:: Required work ::
A. In the rattletrap thread below, copy word for word the passage starting with "Nice job fabricating" and going on through "price was right!".
B. Condense the paragraph in the rattletrap thread that begins "faster to weld it? perhaps." into a short bulleted list that keeps its main facts.

:: Source text ::
■ ■ ■

# Ridgid 535/4-p rattletrap



## gilbertjeffrey (Mar 6, 2011)

I bought what I thought was a ridgid 141 for what I thought was a good price the last time I did a large diameter gas job... well it wasn't a 141 its a 4-p, no biggie. Well I sold a job for some 3" chilled water work at a bottle factory and I needed to use my new toy. 

I had initially thought I could run this with a hole hawg, but I quickly realized that wasn't happening. I don't own a 700 or a 300... but I own a 535! 

I whipped up this rattle trap so I could thread it myself without paying my weekend guy to assist at too much per hour. I cut the 8 required threads tonight after one final modification.. amazing the torque this thing generates... 

watch the vid

http://youtu.be/5rm8vc2rrog


----------



## wyrickmech (Mar 16, 2013)

Nice job on that old piece would have been faster to weld it though.


----------



## ILPlumber (Jun 17, 2008)

I like it. Making stuff is a lot of fun. Good job!


----------



## gilbertjeffrey (Mar 6, 2011)

faster to weld it? perhaps. Alas I'm not certified to weld pipe. Plus, finding fittings on this island can be a chore sometimes. I had to go to 5 different supply houses to get 2 black 45, 2 90 and 2 unions.. Existing installation is threaded so one I woulda been cutting at least 2 threads anyway.


----------



## Tommy plumber (Feb 19, 2010)

Nice job fabricating that set-up. I just bought a Ridgid 535 (used). Didn't realize how heavy it is. I can schlep the 300 around by myself, but the 535 is heavy. I went to pick it up (alone) and could barely get it onto my vehicle......:laughing:


----------



## gilbertjeffrey (Mar 6, 2011)

ya, the 535 is a bear. I made a stand that matched the height of the tailgate of the truck I was running out of at the time. I can get it to and from the job site myself if I have too, but prefer if I have help. Does what it its supposed to tho, and the price was right!


----------

■ ■ ■

:: Raw data ::
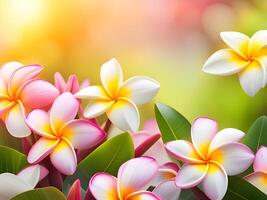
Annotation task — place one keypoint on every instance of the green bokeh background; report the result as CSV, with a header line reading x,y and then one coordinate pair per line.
x,y
168,40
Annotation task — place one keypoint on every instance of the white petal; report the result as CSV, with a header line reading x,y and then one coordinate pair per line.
x,y
224,62
11,185
139,89
225,136
237,41
252,78
215,183
124,115
111,76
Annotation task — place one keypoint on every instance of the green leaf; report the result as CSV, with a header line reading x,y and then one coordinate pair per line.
x,y
108,157
257,134
47,193
240,189
11,160
172,125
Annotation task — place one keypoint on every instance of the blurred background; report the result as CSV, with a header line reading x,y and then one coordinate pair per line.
x,y
168,40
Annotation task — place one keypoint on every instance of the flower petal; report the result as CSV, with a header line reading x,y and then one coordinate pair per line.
x,y
191,175
252,78
104,186
82,134
234,157
42,148
139,89
224,62
237,41
111,76
202,132
225,136
75,191
15,122
260,162
130,179
257,42
11,185
38,121
8,69
64,109
124,115
215,183
38,94
63,157
259,180
97,108
142,195
167,190
93,92
183,150
21,76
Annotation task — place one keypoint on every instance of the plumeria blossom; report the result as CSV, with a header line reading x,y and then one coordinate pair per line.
x,y
245,56
12,185
72,85
130,182
259,177
61,133
20,92
210,157
165,182
118,99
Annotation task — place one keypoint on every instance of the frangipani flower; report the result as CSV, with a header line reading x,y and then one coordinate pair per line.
x,y
12,185
259,177
20,92
210,158
165,180
60,133
245,56
117,98
130,181
72,84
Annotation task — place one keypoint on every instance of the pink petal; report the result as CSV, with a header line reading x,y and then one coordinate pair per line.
x,y
82,134
38,94
191,175
72,84
234,157
42,148
15,121
21,76
60,82
63,157
258,179
225,136
8,69
64,109
202,132
142,142
38,121
142,195
103,186
183,150
75,191
167,190
260,162
130,179
215,183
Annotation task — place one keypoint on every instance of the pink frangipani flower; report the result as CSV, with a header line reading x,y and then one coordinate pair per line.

■ ■ ■

:: Per-task answers ::
A.
Nice job fabricating that set-up. I just bought a Ridgid 535 (used). Didn't realize how heavy it is. I can schlep the 300 around by myself, but the 535 is heavy. I went to pick it up (alone) and could barely get it onto my vehicle......:laughing:


----------



## gilbertjeffrey (Mar 6, 2011)

ya, the 535 is a bear. I made a stand that matched the height of the tailgate of the truck I was running out of at the time. I can get it to and from the job site myself if I have too, but prefer if I have help. Does what it its supposed to tho, and the price was right!

B.
- Welding might have been faster, but the poster isn't certified to weld pipe.
- Fittings can be hard to find on the island. It took five supply houses to get two black 45s, two 90s and two unions.
- The existing installation is threaded, so at least two threads would have had to be cut anyway.